The dollar bought 92.34 yen as of 8:09 a.m. in Tokyo from 92.23 yen late yesterday in New York, on course for a 3.3 percent decline this week. The euro traded at $1.2768, little changed from yesterday and up from $1.2691 at the end of last week. The euro was quoted at 117.93 yen, down 2.7 percent from Nov. 28. The pound stood at $1.4683, down 4.5 percent this week.

The dollar may fall to 88 yen this month, Amikura said.

U.S. Payrolls

U.S. payrolls shrank by 333,000 workers in November after a drop of 240,000 in the previous month, according to the median forecast of 73 economists surveyed by Bloomberg News. The jobless rate jumped to 6.8 percent, the highest level in 15 years, according to the median forecast. The Labor Department will release the report at 8:30 a.m. in Washington.

“Some are selling the dollar ahead of the payroll report,” said Brian Dolan, chief currency strategist at FOREX.com, a unit of online currency trading firm Gain Capital in Bedminster, New Jersey. “You have a perfect storm building for the dollar.”
********
**What you will do**
**A)** Based on the currency news text, mark each statement yes or no and quote the exact words that decide it: (i) The euro was up from $1.2691 at the end of last week. (ii) The pound gained ground this week. (iii) The Labor Department report comes out at 8:30 a.m. in Washington.
**B)** Write out everything in the currency news text from "The dollar bought" down to "month, Amikura said.", copied word for word.
**C)** Pick up the currency news text after its last sentence and write the next part.

**Record extracts**
********
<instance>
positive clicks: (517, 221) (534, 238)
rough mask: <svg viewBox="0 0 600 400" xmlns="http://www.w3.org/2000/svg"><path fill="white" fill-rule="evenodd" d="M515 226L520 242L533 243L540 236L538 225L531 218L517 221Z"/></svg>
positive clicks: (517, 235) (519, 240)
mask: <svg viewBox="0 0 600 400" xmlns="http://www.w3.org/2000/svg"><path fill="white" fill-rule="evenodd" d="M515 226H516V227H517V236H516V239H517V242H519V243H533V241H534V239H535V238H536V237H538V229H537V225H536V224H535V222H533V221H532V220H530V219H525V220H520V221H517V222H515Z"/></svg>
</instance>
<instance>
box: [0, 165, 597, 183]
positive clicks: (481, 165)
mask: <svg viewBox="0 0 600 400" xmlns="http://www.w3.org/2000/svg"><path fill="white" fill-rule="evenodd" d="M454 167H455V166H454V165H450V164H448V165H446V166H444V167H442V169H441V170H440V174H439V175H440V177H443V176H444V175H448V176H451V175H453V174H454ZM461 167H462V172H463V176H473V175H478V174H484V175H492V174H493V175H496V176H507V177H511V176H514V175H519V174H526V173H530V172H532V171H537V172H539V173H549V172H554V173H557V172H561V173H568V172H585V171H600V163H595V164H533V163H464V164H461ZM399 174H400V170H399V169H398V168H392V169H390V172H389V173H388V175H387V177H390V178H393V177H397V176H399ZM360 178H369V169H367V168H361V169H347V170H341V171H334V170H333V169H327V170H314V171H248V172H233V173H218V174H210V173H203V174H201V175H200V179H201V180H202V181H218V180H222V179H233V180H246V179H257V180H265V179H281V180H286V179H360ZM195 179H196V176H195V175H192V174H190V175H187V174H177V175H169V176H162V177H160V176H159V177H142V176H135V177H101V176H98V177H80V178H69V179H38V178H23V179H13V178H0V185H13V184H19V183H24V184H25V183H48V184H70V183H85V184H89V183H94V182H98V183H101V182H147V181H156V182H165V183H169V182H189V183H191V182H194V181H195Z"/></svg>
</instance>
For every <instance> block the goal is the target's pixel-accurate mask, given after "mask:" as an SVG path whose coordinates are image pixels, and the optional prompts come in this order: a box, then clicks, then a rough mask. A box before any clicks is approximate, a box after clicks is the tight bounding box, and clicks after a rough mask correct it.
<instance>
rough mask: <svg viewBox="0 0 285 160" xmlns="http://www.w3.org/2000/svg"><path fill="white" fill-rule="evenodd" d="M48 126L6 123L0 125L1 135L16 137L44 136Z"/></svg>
********
**Answer section**
**A)**
(i) Yes: "The euro traded at $1.2768, little changed from yesterday and up from $1.2691 at the end of last week."
(ii) No: "The pound stood at $1.4683, down 4.5 percent this week."
(iii) Yes: "The Labor Department will release the report at 8:30 a.m. in Washington."

**B)**
The dollar bought 92.34 yen as of 8:09 a.m. in Tokyo from 92.23 yen late yesterday in New York, on course for a 3.3 percent decline this week. The euro traded at $1.2768, little changed from yesterday and up from $1.2691 at the end of last week. The euro was quoted at 117.93 yen, down 2.7 percent from Nov. 28. The pound stood at $1.4683, down 4.5 percent this week.

The dollar may fall to 88 yen this month, Amikura said.

**C)**
Fed Chairman Ben S. Bernanke yesterday urged the use of more taxpayer funds for new efforts to prevent home foreclosures, saying in a speech in Washington that the private sector is incapable of coping with the crisis on its own.

Futures on the Chicago Board of Trade showed yesterday 72 percent odds the Fed will lower its 1 percent target rate to 0.25 percent on Dec. 16, compared with a 52 percent chance on Dec. 3.

The ECB lowered its main refinancing rate by 0.75 percentage point to 2.5 percent. The median forecast of 57 economists surveyed by Bloomberg News was for a reduction of half a percentage point.

Sterling fell as much as 1.4 percent to 87.26 pence per euro yesterday, the weakest level since the 15-nation currency’s 1999 debut, after the BOE lowered its target lending rate by a full percentage point to 2 percent. The pound was last quoted at 86.97 pence per euro, on course for a 5.1 percent weekly decline.